» What is being asked:
Continue the forum thread about building a plywood base for an HO scale layout from the point where it stops.

# My future build begins



## swimmer_spe (May 3, 2016)

I have not disappeared. I have been preparing my basement for my future build.

It is time to begin.

I have HO scale tracks, so for now, that is the gauge I will be working with.

I am going to use a 4x8 sheet of plywood as my base. How thick is needed? Can I just use 2x4ss and make a base for it?

... it begins.....


----------



## time warp (Apr 28, 2016)

3/4 would be best, you can frame it with 1 x 2 or 1x3 and be fine. 2x4 isn't necessary but would work fine.


----------



## MtRR75 (Nov 27, 2013)

3 suggestions.

Put some 1x2 diagonal braces at each corner (in both directions) to keep the table from wobbling when bumped. They only need to go about half way down the legs. That leaves you lots of access room.

Put 1x4 joists about 16"apart across the frame to support the plywood. Drill some holes in the jousts for wiring to go through.

Install screw-in feet on the bottoms of the legs. That will make it easy for you to level your table.


----------



## CTValleyRR (Jul 26, 2014)

Sorry if I didn't notice your absence... it's not uncommon for people to join, make a post or two, and disappear forever.

My question to you is, do you need your layout to be proof against earthquakes, clumsy visitors, or anything? How are your carpentry skills? Do you ever see yourself moving this layout, even across the room?

» Data shown:

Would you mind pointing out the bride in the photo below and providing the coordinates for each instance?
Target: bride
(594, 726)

==

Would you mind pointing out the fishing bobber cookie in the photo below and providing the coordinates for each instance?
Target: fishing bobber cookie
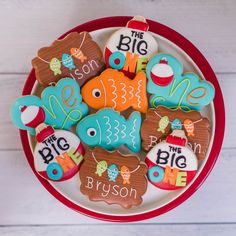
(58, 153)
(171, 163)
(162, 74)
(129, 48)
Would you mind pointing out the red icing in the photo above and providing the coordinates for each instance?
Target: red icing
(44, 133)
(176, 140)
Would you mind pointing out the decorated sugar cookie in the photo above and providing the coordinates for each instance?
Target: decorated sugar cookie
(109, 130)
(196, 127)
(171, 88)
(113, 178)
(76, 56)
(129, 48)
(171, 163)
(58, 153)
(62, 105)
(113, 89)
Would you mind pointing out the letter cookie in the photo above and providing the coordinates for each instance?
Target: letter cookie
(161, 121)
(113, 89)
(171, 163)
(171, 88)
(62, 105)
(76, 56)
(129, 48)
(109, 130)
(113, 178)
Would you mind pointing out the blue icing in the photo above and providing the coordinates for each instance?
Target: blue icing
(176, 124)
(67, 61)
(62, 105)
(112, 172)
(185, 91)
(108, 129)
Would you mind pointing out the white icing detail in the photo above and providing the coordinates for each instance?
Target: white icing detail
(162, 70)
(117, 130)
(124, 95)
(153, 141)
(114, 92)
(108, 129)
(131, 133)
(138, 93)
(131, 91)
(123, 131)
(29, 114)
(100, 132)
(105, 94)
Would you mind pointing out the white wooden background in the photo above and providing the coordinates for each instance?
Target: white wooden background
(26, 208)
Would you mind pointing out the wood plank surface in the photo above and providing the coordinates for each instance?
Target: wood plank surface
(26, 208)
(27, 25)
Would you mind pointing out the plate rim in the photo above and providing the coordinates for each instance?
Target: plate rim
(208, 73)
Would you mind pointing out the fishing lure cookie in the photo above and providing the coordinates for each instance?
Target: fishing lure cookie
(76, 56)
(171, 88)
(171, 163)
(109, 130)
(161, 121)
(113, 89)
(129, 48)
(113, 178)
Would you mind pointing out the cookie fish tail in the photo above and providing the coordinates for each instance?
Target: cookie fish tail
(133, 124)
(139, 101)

==

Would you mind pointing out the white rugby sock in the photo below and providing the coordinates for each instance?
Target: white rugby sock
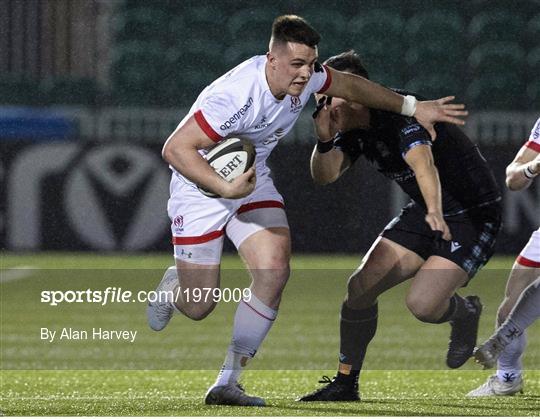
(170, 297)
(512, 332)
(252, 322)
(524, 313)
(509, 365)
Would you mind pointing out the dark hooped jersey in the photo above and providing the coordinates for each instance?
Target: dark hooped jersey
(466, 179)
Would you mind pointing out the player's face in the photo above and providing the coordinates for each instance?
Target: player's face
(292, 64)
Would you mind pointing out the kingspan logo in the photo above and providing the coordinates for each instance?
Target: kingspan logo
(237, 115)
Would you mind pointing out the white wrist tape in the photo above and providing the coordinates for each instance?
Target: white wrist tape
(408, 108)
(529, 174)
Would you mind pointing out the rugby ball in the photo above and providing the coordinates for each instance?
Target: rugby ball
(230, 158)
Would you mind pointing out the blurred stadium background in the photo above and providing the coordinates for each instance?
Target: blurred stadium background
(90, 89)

» Answer to this problem:
Many people construct a layout that is suitable to shelter under in the event of a tornado or earthquake. It's not necessary to go with 3/4" ply and 2x4 construction unless you have some reason to make it really strong and don't mind it being really heavy. Your layout won't be very heavy, proportionally, and it isn't necessary to use plywood at all, unless you really feel you need somewhere to screw things into (and even then, you can always attach cleats to joists to support things under the layout if you need to).

I would say 1x dimensional lumber and no thicker than 1/2" ply is fine. If you're worried about sagging of 1/2" plywood, adding a joist or two is cheaper and lighter than using thicker plywood.


----------



## DonR (Oct 18, 2012)

It's OK to think heavy duty construction...but for a
typical model railroad it's way overkill.

My room size layout is built in modular form using
1"X4" lumber topped with 3/8" plywood, but even 1/4"
would be sufficient. On several occasions I had to
crawl around atop the benchwork to do ballasting
and other model chores. Not a problem.

Use screws and bolts, not nails in your construction.
L shaped legs of 1X4s bolted in corners provide a very stable
table. As suggested, do use cross members for added
strength and stability.

Before you attach the top, bore a number of holes
through the cross members that will hold your
eventual wiring.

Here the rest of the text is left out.